• Given problem 1
Answer each of the following from the report on the PG&E shareholder meeting, with one answer per line marked (a), (b) and (c):
(a) What quarterly dividend per share did shareholders recently receive?
(b) How many new electric and gas meters would the initiative cited by Smith install?
(c) What annual growth range does the Corporation expect for Pacific Gas and Electric Company's rate base from 2005 through 2009?
• Given problem 2
Retype the part of the report on the PG&E shareholder meeting starting with "As a result, he" and going on through "earnings from operations.".

• Source document
___

(San Ramon, CA) -- In remarks today at the joint
annual meeting of the shareholders of PG&E Corporation
and Pacific Gas and Electric Company, PG&E Corporation
(NYSE: PCG) President and CEO Peter Darbee and other
members of the senior management team presented a solid
outlook for 2005 and beyond.
Darbee, together with Gordon Smith, Pacific Gas and
Electric Company President and CEO, and Chris Johns,
PG&E Corporation Chief Financial Officer, reviewed
the Corporation’s 2004 accomplishments and the
outlook for continued solid financial performance,
new utility investments to better serve customers,
and the transformation of the Pacific Gas and Electric
Company’s operations in order to deliver value
for customers and shareholders.
“PG&E is stronger now than at any time
in the past decade,” Darbee told shareholders. “The
balance sheet is solid. Cash flows are healthy. And
our credit is sound. … Our goal is to use our
strong platform to identify and implement ways to deliver
better, faster and more cost-effective service to our
customers.”
Darbee said the Corporation plans to use its strong
cash flows to make new investments in the core utility
business, pay dividends and repurchase stock.
In 2005, dividends and stock repurchases are expected
to total $2.0 billion, he said. Shareholders recently
received a quarterly dividend payment of $0.30 per
share, the first dividend since the fourth quarter
of 2000.
Darbee said the Corporation sees room to grow dividends
as earnings from operations increase over time. “We
intend to maintain a dividend payout ratio in the range
of 50 percent to 70 percent of earnings per share from
operations,” Darbee said. He said dividends are
anticipated to rise “not in lock step, but somewhat
proportionately” with increasing earnings from
operations.
Smith said Pacific Gas and Electric Company’s
strong cash flows are also providing capital for investments
in replacing and upgrading infrastructure, and investing
in new technologies, in order to better serve customers.
As examples, he cited potential investments in new
electric generation and an initiative to install 9
million new high-tech electric and gas meters that
would enable the company to read meters remotely and
identify and respond to outages more quickly, among
other benefits.
Johns stated that the company’s base-level
projections for capital expenditures in electric and
gas transmission and distribution, and electric generation
facilities, are expected to average approximately $2.0
billion per year for 2005 through 2009. Potential incremental
investments could add up to $2.0 billion over the 2005
through 2009 timeframe.
Based on this expected level of investment, Johns
said the Corporation expects Pacific Gas and Electric
Company’s rate base to grow between 4.5 percent
and 6.5 percent annually from 2005 through 2009.
As a result, he said, the Corporation continues to
expect earnings per share from operations to grow on
average between 4 percent and 6 percent annually through
2009.
Johns reaffirmed the Corporation’s previously
issued 2005 and 2006 guidance for earnings from operations.

___

• Data section
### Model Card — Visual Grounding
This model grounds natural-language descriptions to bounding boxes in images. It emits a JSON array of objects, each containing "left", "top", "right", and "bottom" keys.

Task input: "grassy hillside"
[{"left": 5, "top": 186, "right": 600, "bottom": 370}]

___

• Full solution 1
(a) $0.30 per share
(b) 9 million
(c) Between 4.5 percent and 6.5 percent annually

• Full solution 2
As a result, he said, the Corporation continues to
expect earnings per share from operations to grow on
average between 4 percent and 6 percent annually through
2009.
Johns reaffirmed the Corporation’s previously
issued 2005 and 2006 guidance for earnings from operations.